=== Data to use ===
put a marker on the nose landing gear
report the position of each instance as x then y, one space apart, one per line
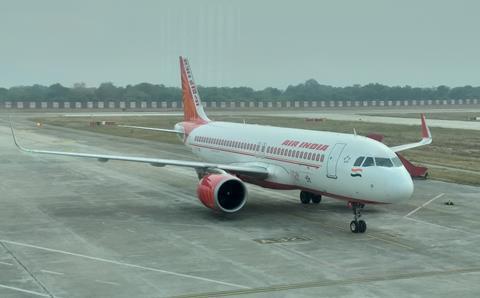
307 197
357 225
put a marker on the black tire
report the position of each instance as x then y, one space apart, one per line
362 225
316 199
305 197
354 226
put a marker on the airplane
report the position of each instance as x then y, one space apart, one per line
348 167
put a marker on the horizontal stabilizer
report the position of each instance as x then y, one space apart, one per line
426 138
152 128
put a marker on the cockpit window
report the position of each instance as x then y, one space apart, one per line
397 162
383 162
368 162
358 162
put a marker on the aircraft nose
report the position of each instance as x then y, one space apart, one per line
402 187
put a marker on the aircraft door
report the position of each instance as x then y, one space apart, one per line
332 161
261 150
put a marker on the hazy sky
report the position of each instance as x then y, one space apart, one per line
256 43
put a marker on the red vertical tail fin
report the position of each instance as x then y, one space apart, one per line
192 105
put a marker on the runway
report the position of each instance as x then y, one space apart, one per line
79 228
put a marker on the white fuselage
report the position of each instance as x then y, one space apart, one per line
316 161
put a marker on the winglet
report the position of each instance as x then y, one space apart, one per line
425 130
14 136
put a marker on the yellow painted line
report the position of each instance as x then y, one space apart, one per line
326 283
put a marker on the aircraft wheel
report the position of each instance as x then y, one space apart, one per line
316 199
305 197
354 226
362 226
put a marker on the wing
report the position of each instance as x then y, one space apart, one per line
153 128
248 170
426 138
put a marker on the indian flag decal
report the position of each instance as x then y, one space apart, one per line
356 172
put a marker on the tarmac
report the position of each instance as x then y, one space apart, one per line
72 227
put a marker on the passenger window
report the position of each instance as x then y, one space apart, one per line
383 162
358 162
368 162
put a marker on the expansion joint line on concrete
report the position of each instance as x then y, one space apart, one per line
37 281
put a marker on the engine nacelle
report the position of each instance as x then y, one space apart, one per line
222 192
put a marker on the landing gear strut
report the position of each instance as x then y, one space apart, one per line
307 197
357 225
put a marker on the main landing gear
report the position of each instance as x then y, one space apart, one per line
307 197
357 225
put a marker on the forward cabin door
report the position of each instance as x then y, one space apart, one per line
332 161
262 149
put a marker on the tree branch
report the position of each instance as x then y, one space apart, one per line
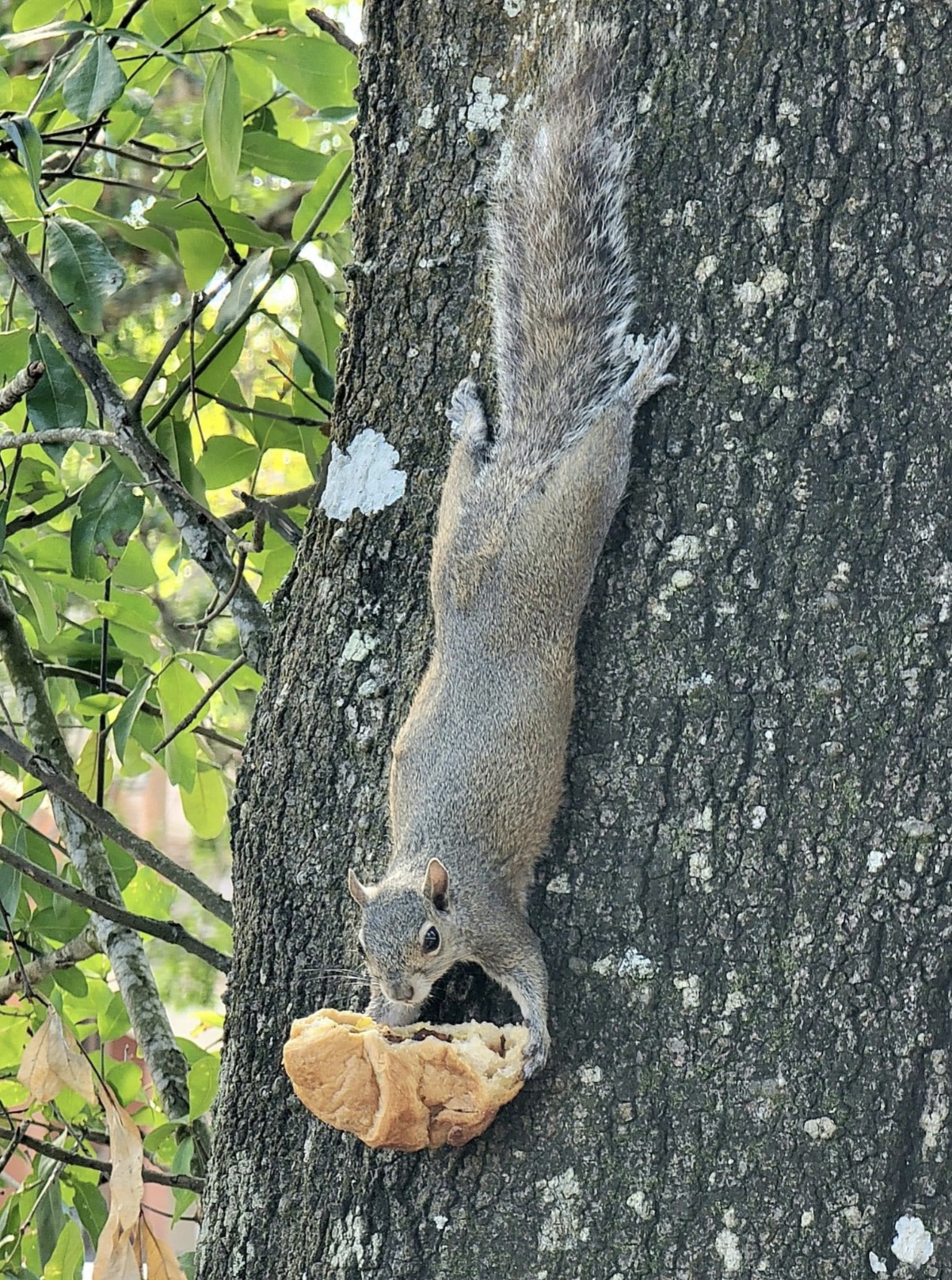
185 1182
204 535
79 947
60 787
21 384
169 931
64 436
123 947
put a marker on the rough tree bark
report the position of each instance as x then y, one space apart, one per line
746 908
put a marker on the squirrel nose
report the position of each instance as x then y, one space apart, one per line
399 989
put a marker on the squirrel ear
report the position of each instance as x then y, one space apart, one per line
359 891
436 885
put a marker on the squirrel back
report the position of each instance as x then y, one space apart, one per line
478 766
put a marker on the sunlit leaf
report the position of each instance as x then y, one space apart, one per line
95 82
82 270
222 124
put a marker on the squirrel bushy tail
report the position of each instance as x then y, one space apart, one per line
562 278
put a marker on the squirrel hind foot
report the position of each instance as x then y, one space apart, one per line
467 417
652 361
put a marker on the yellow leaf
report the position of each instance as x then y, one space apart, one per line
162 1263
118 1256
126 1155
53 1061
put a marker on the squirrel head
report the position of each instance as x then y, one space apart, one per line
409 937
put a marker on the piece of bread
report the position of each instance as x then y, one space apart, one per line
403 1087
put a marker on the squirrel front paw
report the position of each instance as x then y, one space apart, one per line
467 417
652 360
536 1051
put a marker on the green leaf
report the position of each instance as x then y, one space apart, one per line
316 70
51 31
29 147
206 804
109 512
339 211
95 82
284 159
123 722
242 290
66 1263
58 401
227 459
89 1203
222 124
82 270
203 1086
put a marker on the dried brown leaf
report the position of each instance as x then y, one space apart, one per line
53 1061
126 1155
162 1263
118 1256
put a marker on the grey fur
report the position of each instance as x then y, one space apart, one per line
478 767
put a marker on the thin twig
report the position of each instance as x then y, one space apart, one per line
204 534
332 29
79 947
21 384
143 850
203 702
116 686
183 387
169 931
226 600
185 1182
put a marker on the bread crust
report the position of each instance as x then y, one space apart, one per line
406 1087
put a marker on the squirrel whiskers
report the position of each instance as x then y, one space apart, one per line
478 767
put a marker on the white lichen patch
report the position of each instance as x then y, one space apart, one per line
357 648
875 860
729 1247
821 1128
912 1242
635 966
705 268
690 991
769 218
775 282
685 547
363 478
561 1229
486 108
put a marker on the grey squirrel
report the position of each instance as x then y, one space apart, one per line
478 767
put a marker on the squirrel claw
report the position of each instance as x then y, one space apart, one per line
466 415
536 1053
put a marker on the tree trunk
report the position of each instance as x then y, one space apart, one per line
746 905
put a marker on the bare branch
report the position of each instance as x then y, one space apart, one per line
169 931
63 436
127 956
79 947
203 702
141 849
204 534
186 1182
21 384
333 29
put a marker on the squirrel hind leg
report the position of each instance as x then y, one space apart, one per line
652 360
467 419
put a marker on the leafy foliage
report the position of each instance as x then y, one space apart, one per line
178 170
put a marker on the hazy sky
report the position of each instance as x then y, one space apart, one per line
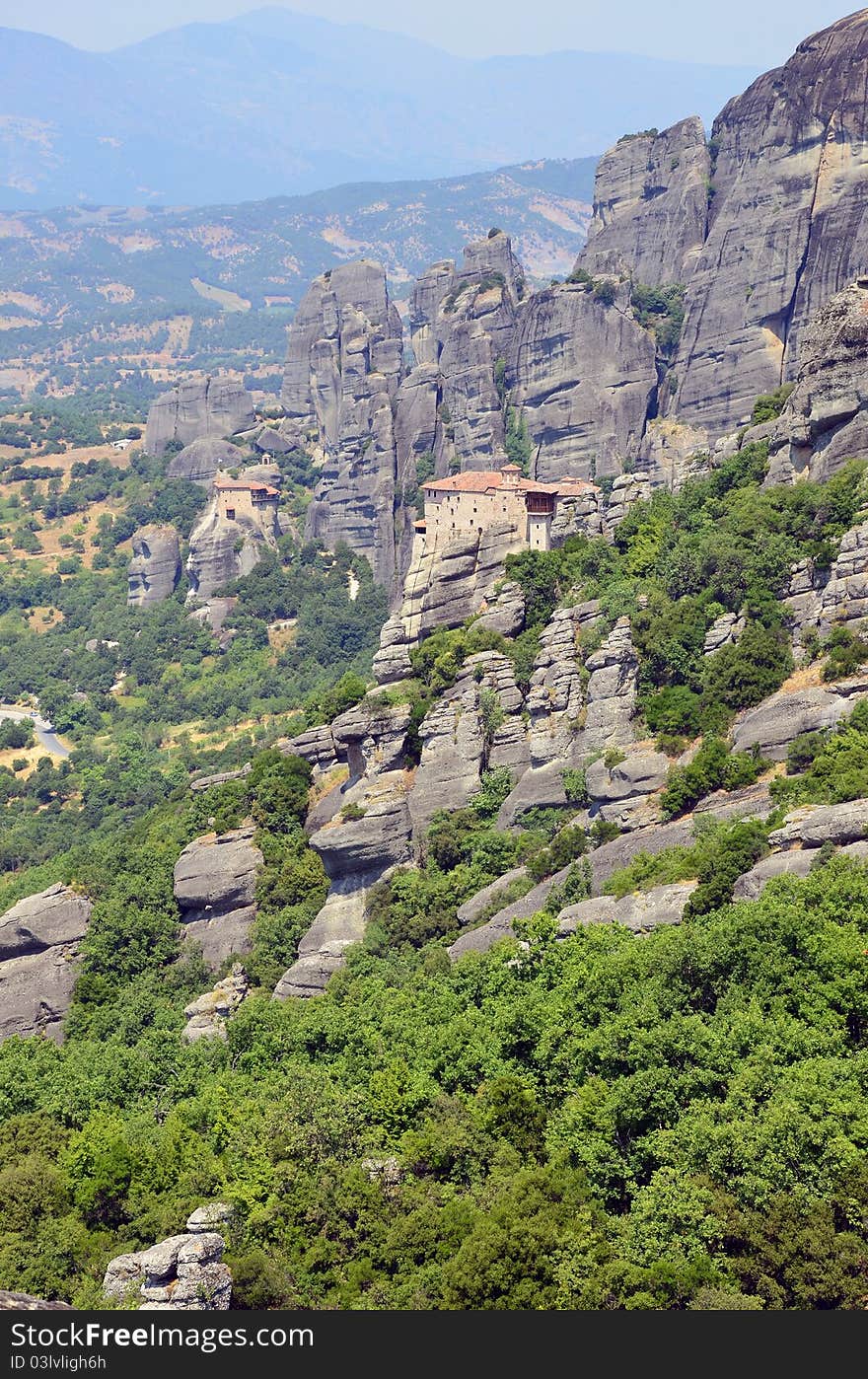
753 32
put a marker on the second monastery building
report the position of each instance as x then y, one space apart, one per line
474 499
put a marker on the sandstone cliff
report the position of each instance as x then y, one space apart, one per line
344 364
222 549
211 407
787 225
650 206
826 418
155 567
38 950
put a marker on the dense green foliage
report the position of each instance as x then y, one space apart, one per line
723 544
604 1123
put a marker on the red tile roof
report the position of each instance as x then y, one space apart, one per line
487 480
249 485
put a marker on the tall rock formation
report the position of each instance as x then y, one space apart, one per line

=== What is needed ===
Return all the entries word for word, but omit any pictures they contain.

=== Answer ===
put a marker on the nose landing gear
report the position of each instance as x then y, one space apart, one per line
307 197
357 225
put a marker on the black tire
report the position of each instance as x then y, one space apart, one per line
362 225
316 199
305 197
354 226
put a marker on the airplane
report the position of each instance as x then y, one space apart, one per line
348 167
put a marker on the horizontal stabilizer
report the position of each instance as x then y, one space apart, one per line
426 138
152 128
put a marker on the cockpit window
report the position of each instance as x then y, one space apart, one per line
397 162
383 162
368 162
358 162
put a marker on the aircraft nose
report the position of each instance as x then y, one space apart, one per line
402 187
put a marker on the aircraft door
report the position of each instance as x then y, one space apart, one per line
332 161
261 150
put a marker on the hazy sky
report the position of each instance as x then y, one space apart, one per line
256 43
put a marker on the red vertical tail fin
report the position of each instance as x then y, one space apart, one per line
192 105
put a marker on the runway
report the position of each instance as x then y, one space apart, one per line
79 228
put a marker on the white fuselage
report the position of each instance as x then y, one space apart, one per line
316 161
put a marker on the winglet
report the position of each instance as x then y, one space apart, one per line
425 130
14 136
put a marker on the yellow painted line
report the position of each instance as x then y, one space apart, one per line
326 283
put a marker on the aircraft wheel
report the position of each instance as x then y, one space apart, one per line
316 199
305 197
354 226
362 226
put a marker on the wing
report the position of each instance as x then y, one space apart, one per line
153 128
248 170
426 138
put a marker on the indian flag decal
report the position of each instance as x then y, one space apart, one per line
356 172
put a marker on the tarmac
report the position of each instance as x then y, one space apart, one per line
72 227
put a marker on the passenger window
report the position of each instance as x then y, one space apart, one per line
383 162
358 162
368 162
put a marker on the expansion joint line on concrete
report the position of each instance as x then y, one space apart, one per line
37 281
put a marker on the engine nacelle
report the position of each instance as x then y, one space apart, one per line
222 192
put a marker on the landing gear strut
report the position of each instance as x then y, one space apart, one per line
307 197
357 225
put a marker on the main landing gear
report the position of each instance as x then y, one space apart, one per line
307 197
357 225
put a marker on the forward cabin door
report the position of each instance as x then y, one space apart, one per line
332 161
262 149
put a marker on the tree branch
report the position of each instance as x then y, one space apart, one per line
185 1182
204 535
79 947
60 787
21 384
169 931
64 436
123 947
put a marker on the rough tree bark
report the position of each instance as x then y, one space apart, one per line
746 908
put a marker on the squirrel nose
report the position of each instance as x then y, one space apart, one per line
399 989
put a marker on the squirrel ear
report the position of each instance as x then y, one space apart, one per line
359 891
436 885
put a marker on the squirrel back
report the position of each instance as x then y, one space apart, one per line
478 766
put a marker on the sunlit leaf
report the position of each instance as x then y, one space apart, one per line
95 82
82 270
222 124
put a marker on the squirrel bushy tail
report the position of each instance as x then y, one space apart, one per line
562 278
put a marker on the squirrel hind foot
report the position of each instance as x then y, one space apart, one per line
467 417
652 361
put a marker on the yellow leaf
report the position of each instance as x then y, one space apart, one per line
162 1263
118 1256
126 1155
53 1061
put a marker on the squirrel head
report the position of each instance as x then y, one space apart, one per line
409 937
put a marker on the piece of bread
report the position of each instance as x then y, one space apart, one per line
403 1087
put a marker on the squirrel front paw
report the position of each instance as x then y, one space apart, one per line
467 417
652 360
536 1051
put a marker on the green leaf
report the position of each instance as x then y, one space apart, one per line
316 70
51 31
29 147
206 804
109 512
339 211
95 82
284 159
123 722
242 290
66 1263
58 401
227 459
89 1203
222 124
82 270
203 1086
put a marker on the dried brown leaf
report the position of each instance as x then y, one space apart, one per line
53 1061
126 1155
162 1263
118 1256
put a marker on the grey fur
report the position of each instance as x then y, one space apart, one per line
478 767
put a marker on the thin twig
report the position of each instance as x then y, one space apart, one per line
204 534
332 29
79 947
21 384
143 850
203 702
116 686
183 387
169 931
226 600
185 1182
put a marker on the bread crust
report the position of each instance as x then y, one space apart, one per line
406 1087
put a marker on the squirrel whiskers
report the position of each instance as x then y, one space apart, one per line
478 767
put a marker on the white lichen patch
report the position of each instance as x then y, one space apart, one per line
357 648
875 860
729 1247
821 1128
912 1242
635 966
705 268
690 991
769 218
775 282
685 547
363 478
561 1229
486 108
put a marker on the grey squirrel
report the position of each instance as x then y, one space apart, one per line
478 767
put a marker on the squirrel claw
report the position of each instance as x then y, one space apart, one per line
466 415
536 1053
put a marker on the tree trunk
report the position of each instance as x then y, one space apart, one per line
746 905
put a marker on the bare branch
report the position of each instance as x then y, one space apart, one per line
169 931
63 436
127 956
79 947
203 702
141 849
204 534
186 1182
21 384
333 29
put a marker on the squirrel hind leg
report the position of each instance as x then y, one space apart, one per line
652 360
467 419
put a marker on the leafy foliage
report the position of each instance as x then y, one space apart, one per line
178 170
put a marker on the hazy sky
report the position of each instance as x then y, one space apart, one per line
753 32
put a marker on the second monastery building
report the position of each instance as x then y, one space apart, one per line
474 499
put a marker on the sandstone cliff
report the position of each instance as x then y, one space apart, one per line
344 364
222 549
211 407
787 225
650 206
826 418
155 567
38 950
put a marker on the dense green foliage
report the position of each instance as x then y, one space apart, one per line
723 544
604 1123
put a marker on the red tile roof
report the position of each instance as x then y, one space apart, one per line
487 480
249 485
put a marker on the tall rock formation
report the position of each instance as x then y, one space apart, one per line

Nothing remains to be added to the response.